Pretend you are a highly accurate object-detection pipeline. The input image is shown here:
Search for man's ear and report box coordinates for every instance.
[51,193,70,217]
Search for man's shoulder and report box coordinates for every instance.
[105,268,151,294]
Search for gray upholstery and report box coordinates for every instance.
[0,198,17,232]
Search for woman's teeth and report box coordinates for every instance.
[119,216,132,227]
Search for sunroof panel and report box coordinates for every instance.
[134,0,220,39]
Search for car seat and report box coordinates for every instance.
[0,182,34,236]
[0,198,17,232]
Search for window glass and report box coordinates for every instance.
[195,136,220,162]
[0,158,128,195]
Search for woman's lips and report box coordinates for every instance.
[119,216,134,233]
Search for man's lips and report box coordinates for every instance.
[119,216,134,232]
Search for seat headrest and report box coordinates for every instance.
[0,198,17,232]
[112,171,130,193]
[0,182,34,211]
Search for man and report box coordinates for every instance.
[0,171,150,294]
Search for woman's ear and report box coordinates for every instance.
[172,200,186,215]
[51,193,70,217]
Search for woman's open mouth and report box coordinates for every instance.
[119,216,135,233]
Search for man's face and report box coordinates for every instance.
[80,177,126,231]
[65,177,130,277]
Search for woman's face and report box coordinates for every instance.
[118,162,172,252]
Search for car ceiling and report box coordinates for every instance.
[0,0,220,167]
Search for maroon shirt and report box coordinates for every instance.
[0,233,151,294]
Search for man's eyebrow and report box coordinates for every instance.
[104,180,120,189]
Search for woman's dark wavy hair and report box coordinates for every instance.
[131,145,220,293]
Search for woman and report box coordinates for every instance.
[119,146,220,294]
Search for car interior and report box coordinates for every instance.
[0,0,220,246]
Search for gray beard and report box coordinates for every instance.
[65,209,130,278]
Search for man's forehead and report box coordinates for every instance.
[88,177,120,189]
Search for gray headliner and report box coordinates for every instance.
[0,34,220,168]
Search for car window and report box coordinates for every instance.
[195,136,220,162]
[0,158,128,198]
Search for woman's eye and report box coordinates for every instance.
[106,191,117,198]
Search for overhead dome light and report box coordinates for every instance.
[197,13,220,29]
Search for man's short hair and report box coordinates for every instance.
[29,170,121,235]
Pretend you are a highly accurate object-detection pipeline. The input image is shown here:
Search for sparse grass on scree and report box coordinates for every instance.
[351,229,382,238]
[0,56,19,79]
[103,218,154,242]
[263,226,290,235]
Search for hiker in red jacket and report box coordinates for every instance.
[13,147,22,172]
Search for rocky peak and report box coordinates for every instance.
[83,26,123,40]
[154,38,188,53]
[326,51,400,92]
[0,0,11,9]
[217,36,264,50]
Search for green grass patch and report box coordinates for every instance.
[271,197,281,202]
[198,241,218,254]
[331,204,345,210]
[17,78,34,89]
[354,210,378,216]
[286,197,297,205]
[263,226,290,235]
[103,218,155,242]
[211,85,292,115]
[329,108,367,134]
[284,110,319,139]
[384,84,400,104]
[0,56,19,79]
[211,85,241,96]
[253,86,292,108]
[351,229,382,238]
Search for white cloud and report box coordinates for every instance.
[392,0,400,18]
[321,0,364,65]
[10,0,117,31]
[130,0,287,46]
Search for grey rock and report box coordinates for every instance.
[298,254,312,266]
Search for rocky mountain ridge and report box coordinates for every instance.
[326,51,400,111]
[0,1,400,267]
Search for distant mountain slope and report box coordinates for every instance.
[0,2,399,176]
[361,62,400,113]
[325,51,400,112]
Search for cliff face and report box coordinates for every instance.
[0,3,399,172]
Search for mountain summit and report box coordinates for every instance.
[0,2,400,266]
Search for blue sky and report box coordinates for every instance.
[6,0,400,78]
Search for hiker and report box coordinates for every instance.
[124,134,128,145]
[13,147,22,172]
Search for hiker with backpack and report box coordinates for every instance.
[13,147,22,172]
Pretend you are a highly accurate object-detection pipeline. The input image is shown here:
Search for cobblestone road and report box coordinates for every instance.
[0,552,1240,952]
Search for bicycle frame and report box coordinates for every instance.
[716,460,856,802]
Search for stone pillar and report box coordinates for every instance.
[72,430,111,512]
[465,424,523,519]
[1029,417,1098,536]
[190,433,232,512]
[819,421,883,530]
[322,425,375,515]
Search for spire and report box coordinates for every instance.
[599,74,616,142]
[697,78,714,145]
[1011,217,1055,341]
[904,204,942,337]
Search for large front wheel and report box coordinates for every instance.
● ● ●
## WORK TO COMPLETE
Print all of the material above again, line for line, with no changes.

## SOLVED PROBLEM
Pretend you are a highly accurate object-detection pipeline. The input image is shown here:
Search for man's ear and report box coordinates for every instance.
[51,193,70,217]
Search for man's shoulder and report box coordinates for every instance.
[105,268,151,294]
Search for gray upholstery and report box coordinates for every instance.
[0,198,17,232]
Search for woman's teeth and report box coordinates for every instance.
[119,216,132,227]
Search for sunroof panel and report box coordinates for every instance.
[134,0,220,39]
Search for car seat and report box coordinates for every instance.
[0,182,34,236]
[0,198,17,232]
Search for window glass and report box coordinates for every instance.
[195,136,220,162]
[0,158,128,195]
Search for woman's lips and report box coordinates for every instance.
[119,216,134,233]
Search for man's lips and report box coordinates for every instance.
[119,216,134,232]
Search for seat headrest and report box coordinates for every instance.
[0,198,17,232]
[112,171,130,193]
[0,182,34,211]
Search for man and report box coordinates for every instance.
[0,171,150,294]
Search for woman's ear and report box coordinates for every instance.
[172,200,186,215]
[51,193,70,217]
Search for woman's open mouth and report box coordinates for every instance.
[119,216,135,233]
Search for man's face and report box coordinates for every instance.
[80,177,126,231]
[65,177,130,277]
Search for woman's face and report box coordinates for every instance.
[118,162,172,252]
Search for car ceiling and report box coordinates for every instance.
[0,0,220,167]
Search for maroon shirt and report box coordinates for every instance.
[0,233,151,294]
Search for man's eyebrow and report box coordinates for every instance.
[104,180,120,189]
Search for woman's dark wavy hair and report box coordinates for every instance.
[131,145,220,293]
Search for woman and report box coordinates for every instance.
[119,146,220,294]
Search for car interior and report box coordinates for every instance.
[0,0,220,246]
Search for gray beard and report box coordinates for every instance.
[65,209,130,278]
Search for man's forehead and report box coordinates for every instance.
[88,177,120,189]
Search for gray headliner and report box coordinates for every instance.
[0,34,220,168]
Search for car window and report box coordinates for every instance.
[195,136,220,162]
[0,158,128,198]
Search for woman's eye and report box coordinates for every instance.
[106,191,117,198]
Search for overhead dome light and report box coordinates for every instance.
[197,13,220,29]
Search for man's short hair and report box coordinates for every instance.
[29,170,121,235]
Pretend you are a highly accurate object-detection pipeline. The input image is shown here:
Search for sparse grass on scree and report box coordinates for every instance.
[351,229,382,238]
[0,56,19,79]
[103,218,154,242]
[263,226,290,235]
Search for hiker in red jacket and report box coordinates for every instance.
[13,147,22,172]
Search for rocky peak and report box coordinates for every instance.
[83,26,123,40]
[154,38,188,53]
[326,51,400,92]
[0,0,11,9]
[217,36,264,50]
Search for green grass patch and report box coordinates for every instance.
[271,197,281,202]
[198,241,218,254]
[331,204,345,210]
[17,78,34,89]
[354,210,378,216]
[286,197,297,205]
[263,226,290,235]
[103,218,155,242]
[211,85,292,115]
[329,108,367,134]
[284,110,319,139]
[384,84,400,104]
[0,56,19,79]
[211,85,241,96]
[253,86,292,108]
[351,229,382,238]
Search for white cloud and report box coordinates for every instance.
[392,0,400,18]
[321,0,364,65]
[10,0,117,31]
[130,0,287,46]
Search for grey rock and report box coordinates for every instance.
[298,254,312,266]
Search for rocky mountain ridge and report box coordinates for every instance.
[326,51,400,111]
[0,1,400,267]
Search for distant mountain slope and report box coordinates for every instance.
[0,2,399,176]
[361,62,400,113]
[325,51,400,112]
Search for cliff face and report box coordinates for every instance.
[0,3,399,172]
Search for mountain summit and report box coordinates for every instance.
[0,2,400,266]
Search for blue sky and report box coordinates for every instance.
[6,0,400,78]
Search for hiker and report box coordinates for every instance.
[124,134,128,145]
[13,147,22,172]
Search for hiker with backpack and report box coordinates for every instance.
[13,147,22,172]
Pretend you are a highly accurate object-detection pipeline. The input image is shown here:
Search for cobblestone road and report box coordinates for every instance.
[0,552,1240,952]
Search for bicycle frame and report box coordinates for every instance.
[716,460,856,802]
Search for stone pillar and report box coordinates for every instance.
[72,430,111,512]
[465,424,523,519]
[1029,417,1098,536]
[190,433,232,512]
[819,421,883,530]
[322,425,375,515]
Search for spire and report box coordinates for every instance.
[599,74,616,142]
[697,78,714,145]
[1011,217,1055,341]
[904,204,942,337]
Search for large front wheel and report box coordinates for every instance.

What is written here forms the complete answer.